Excerpts from a dataset ->
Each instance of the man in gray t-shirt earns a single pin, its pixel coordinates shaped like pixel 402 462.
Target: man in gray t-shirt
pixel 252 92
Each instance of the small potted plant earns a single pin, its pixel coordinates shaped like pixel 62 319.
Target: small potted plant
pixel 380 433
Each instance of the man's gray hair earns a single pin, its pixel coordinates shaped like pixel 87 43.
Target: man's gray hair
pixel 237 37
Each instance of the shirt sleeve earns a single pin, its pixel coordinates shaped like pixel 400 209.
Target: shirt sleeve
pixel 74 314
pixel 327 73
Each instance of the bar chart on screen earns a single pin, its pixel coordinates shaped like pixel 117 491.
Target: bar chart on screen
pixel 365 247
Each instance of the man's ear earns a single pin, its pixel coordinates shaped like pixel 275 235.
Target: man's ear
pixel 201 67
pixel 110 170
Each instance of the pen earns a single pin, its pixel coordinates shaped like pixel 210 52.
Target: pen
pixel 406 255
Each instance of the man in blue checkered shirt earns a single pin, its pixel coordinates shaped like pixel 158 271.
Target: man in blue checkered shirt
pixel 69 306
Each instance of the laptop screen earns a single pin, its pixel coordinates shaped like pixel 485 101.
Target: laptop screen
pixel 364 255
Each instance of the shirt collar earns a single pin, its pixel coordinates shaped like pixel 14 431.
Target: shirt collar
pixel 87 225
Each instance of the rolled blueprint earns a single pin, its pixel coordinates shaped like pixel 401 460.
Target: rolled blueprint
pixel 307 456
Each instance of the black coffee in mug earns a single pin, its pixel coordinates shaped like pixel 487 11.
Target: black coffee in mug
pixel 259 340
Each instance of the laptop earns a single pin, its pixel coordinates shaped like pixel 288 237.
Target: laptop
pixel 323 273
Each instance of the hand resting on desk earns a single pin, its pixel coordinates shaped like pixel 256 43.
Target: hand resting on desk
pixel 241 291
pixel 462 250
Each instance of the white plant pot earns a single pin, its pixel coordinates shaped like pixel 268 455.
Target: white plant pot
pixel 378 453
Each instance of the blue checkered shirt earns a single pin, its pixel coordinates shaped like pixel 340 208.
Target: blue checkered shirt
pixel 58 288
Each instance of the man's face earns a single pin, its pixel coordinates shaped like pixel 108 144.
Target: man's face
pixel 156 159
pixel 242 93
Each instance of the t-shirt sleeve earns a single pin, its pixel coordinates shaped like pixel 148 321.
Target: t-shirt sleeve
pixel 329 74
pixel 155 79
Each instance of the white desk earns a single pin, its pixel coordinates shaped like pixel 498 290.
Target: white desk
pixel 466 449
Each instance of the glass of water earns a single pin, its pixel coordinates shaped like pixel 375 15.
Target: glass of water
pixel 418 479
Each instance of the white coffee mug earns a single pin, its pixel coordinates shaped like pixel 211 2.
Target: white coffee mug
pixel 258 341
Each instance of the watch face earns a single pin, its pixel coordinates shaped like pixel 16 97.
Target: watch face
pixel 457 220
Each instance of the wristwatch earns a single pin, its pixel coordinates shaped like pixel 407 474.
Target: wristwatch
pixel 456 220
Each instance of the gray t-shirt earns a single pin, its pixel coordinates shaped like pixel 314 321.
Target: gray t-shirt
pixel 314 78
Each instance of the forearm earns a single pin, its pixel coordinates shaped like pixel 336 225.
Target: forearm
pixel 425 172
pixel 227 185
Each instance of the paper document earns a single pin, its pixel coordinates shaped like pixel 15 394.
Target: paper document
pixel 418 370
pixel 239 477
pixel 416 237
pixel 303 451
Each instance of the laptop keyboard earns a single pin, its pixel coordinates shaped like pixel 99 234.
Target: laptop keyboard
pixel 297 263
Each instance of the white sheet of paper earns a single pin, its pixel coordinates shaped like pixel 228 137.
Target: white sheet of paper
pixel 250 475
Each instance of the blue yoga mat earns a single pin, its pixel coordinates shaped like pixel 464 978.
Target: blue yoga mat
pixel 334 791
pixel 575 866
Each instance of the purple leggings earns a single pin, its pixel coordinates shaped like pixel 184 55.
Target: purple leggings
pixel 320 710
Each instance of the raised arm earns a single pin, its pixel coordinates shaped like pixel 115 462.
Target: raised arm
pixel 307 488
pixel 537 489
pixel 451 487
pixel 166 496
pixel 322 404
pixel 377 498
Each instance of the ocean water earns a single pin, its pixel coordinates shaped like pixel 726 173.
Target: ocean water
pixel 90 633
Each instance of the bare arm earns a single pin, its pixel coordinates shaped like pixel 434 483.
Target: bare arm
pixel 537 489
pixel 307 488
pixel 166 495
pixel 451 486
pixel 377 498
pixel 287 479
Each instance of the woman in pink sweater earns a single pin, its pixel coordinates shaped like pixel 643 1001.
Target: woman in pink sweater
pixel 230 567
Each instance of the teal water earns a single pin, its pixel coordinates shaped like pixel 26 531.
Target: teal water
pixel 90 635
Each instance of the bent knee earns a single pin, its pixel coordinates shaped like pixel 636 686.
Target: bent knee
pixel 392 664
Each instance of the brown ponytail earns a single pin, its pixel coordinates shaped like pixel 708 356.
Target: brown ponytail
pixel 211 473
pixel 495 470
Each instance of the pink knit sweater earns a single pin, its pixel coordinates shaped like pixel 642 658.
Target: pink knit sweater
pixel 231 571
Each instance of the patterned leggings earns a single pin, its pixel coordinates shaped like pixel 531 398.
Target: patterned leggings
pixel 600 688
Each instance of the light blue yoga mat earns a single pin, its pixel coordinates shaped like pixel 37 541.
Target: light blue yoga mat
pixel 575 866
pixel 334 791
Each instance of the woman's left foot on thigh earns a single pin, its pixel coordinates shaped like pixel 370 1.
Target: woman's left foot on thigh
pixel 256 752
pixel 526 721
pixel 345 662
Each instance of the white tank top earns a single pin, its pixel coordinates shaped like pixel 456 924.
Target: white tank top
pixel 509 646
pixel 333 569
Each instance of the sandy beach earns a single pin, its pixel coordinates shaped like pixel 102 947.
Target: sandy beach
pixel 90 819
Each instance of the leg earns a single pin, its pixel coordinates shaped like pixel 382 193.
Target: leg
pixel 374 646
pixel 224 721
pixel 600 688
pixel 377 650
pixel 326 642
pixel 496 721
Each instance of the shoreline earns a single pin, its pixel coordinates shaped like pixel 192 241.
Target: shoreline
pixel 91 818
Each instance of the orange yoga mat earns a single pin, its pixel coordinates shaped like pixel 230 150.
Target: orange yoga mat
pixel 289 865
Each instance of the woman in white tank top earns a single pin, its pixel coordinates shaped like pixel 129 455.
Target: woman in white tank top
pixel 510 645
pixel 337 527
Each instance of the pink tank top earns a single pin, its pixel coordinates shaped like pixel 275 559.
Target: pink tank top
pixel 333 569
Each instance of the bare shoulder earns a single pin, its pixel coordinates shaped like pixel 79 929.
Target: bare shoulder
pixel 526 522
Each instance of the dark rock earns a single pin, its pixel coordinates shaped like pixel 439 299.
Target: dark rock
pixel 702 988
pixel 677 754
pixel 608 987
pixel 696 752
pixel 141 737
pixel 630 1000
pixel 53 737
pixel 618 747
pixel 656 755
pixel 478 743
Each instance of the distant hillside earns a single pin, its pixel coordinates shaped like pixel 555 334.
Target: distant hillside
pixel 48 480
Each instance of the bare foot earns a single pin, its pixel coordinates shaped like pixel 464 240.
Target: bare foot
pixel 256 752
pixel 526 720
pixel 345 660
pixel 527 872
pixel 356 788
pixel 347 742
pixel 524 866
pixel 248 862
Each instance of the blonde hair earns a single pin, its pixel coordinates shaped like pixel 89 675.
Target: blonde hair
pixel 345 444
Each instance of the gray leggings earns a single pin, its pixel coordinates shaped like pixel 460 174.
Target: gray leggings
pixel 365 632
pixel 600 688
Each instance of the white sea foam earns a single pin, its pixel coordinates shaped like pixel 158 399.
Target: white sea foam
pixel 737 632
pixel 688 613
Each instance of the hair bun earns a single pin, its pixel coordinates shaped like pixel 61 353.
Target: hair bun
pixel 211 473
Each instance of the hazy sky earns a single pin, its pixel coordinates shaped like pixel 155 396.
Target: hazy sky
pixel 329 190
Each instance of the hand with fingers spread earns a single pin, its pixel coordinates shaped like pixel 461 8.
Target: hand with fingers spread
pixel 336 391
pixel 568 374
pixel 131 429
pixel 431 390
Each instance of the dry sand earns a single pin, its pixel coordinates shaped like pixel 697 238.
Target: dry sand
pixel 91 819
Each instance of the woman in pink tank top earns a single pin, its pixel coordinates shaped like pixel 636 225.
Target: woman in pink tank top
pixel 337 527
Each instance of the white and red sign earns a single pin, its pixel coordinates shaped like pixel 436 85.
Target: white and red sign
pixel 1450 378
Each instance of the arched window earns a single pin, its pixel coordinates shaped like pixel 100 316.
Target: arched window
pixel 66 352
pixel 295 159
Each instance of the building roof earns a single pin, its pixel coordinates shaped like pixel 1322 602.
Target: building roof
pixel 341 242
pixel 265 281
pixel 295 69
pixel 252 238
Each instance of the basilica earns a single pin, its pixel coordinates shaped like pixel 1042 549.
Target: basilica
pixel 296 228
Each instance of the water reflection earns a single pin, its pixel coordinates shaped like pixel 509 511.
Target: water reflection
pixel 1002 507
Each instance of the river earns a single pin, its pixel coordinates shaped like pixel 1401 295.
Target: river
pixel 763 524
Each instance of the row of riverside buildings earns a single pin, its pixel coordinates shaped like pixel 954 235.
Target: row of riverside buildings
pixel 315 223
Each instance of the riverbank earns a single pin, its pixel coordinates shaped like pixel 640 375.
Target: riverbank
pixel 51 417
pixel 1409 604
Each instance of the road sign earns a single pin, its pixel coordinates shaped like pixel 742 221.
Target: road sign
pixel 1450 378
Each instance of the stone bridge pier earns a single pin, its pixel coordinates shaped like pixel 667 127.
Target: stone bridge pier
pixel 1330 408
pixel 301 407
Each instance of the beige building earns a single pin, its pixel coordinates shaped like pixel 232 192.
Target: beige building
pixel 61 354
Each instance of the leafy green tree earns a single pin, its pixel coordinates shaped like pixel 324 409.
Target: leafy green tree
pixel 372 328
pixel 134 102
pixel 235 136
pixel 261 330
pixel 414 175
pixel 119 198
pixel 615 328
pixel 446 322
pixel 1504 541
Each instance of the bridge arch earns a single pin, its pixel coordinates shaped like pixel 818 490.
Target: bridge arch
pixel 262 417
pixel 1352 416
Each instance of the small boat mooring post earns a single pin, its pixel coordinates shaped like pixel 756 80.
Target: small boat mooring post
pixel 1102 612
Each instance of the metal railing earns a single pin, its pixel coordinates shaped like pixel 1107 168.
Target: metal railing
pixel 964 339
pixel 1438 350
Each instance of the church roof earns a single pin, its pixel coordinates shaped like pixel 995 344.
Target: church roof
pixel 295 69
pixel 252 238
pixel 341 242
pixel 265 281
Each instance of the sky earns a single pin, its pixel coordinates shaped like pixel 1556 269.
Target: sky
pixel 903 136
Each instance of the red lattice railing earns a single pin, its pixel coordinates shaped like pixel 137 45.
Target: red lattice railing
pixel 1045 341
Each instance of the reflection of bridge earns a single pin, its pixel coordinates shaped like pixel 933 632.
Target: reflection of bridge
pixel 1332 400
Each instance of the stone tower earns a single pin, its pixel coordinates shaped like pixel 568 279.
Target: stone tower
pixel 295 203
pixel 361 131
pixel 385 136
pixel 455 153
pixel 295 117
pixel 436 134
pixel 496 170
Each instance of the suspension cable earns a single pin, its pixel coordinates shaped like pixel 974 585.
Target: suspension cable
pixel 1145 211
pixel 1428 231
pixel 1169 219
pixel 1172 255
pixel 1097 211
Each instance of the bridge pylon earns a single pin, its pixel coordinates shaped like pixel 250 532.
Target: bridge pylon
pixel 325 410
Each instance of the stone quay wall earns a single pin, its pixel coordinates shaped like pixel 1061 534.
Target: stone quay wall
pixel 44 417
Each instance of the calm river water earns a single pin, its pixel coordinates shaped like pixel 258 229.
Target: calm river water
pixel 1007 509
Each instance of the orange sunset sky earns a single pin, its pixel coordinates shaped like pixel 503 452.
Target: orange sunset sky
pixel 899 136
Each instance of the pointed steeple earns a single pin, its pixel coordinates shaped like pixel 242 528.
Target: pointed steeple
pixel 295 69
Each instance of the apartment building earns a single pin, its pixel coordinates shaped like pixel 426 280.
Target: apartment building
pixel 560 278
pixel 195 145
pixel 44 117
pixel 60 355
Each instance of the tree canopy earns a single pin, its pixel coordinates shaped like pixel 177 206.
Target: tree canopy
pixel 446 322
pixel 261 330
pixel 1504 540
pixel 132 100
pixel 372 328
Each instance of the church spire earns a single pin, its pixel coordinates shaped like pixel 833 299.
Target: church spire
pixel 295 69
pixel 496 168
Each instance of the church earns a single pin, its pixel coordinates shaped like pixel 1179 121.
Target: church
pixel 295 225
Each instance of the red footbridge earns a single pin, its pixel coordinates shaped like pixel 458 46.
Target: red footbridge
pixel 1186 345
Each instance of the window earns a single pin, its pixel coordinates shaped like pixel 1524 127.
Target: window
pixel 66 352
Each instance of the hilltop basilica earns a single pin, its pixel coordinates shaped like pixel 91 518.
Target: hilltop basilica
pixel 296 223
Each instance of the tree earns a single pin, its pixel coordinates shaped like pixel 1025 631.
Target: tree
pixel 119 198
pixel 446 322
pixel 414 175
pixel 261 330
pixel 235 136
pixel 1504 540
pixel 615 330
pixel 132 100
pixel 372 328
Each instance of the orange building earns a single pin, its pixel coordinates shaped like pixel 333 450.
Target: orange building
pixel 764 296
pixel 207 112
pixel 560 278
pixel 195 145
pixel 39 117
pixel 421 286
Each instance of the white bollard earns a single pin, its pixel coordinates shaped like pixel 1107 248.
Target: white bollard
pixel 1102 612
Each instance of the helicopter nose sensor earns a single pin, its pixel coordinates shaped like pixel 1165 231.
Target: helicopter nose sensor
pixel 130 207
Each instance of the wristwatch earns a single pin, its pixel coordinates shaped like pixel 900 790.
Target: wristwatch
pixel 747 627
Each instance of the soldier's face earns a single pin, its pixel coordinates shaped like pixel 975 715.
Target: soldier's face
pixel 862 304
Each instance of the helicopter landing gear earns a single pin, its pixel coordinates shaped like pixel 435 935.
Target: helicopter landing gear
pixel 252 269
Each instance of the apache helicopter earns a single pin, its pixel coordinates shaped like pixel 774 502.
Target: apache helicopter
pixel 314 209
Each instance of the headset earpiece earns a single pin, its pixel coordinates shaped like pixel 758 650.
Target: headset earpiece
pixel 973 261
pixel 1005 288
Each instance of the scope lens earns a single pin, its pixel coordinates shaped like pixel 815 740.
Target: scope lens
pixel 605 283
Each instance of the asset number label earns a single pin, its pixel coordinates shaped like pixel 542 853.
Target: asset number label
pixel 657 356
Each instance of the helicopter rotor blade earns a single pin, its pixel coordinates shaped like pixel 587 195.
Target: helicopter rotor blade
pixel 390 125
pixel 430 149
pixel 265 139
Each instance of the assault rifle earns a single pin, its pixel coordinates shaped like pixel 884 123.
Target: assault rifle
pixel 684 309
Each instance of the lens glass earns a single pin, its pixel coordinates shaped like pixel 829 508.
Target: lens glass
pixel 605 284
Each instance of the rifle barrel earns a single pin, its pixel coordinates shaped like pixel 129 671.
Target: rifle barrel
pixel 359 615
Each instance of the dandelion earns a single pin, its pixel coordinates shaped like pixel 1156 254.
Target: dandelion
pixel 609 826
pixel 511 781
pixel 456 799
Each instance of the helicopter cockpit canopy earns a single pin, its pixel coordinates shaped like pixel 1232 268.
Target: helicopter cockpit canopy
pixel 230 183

ABOUT THIS EXERCISE -> Up to and including the line that contains "Each instance of the pen", restate word for word every line of the entries, starting from the first.

EXPECTED OUTPUT ->
Each instance of the man in gray t-shirt earns a single pin, its pixel coordinates shaped like pixel 402 462.
Target: man in gray t-shirt
pixel 252 92
Each instance of the small potted plant earns a single pin, its pixel coordinates shaped like pixel 62 319.
Target: small potted plant
pixel 380 433
Each instance of the man's gray hair earns a single pin, its pixel coordinates shaped like pixel 87 43.
Target: man's gray hair
pixel 237 37
Each instance of the shirt sleeve earns a single pin, its pixel coordinates shaped like pixel 400 209.
Target: shirt sleeve
pixel 74 314
pixel 327 73
Each instance of the bar chart on screen earns a single pin, its pixel coordinates shaped like pixel 117 491.
Target: bar chart on screen
pixel 365 247
Each instance of the man's ear earns a single pin, its pixel coordinates shaped like pixel 275 235.
Target: man's ear
pixel 201 67
pixel 110 170
Each instance of the pen earns a single pin, its pixel coordinates shaped like pixel 210 52.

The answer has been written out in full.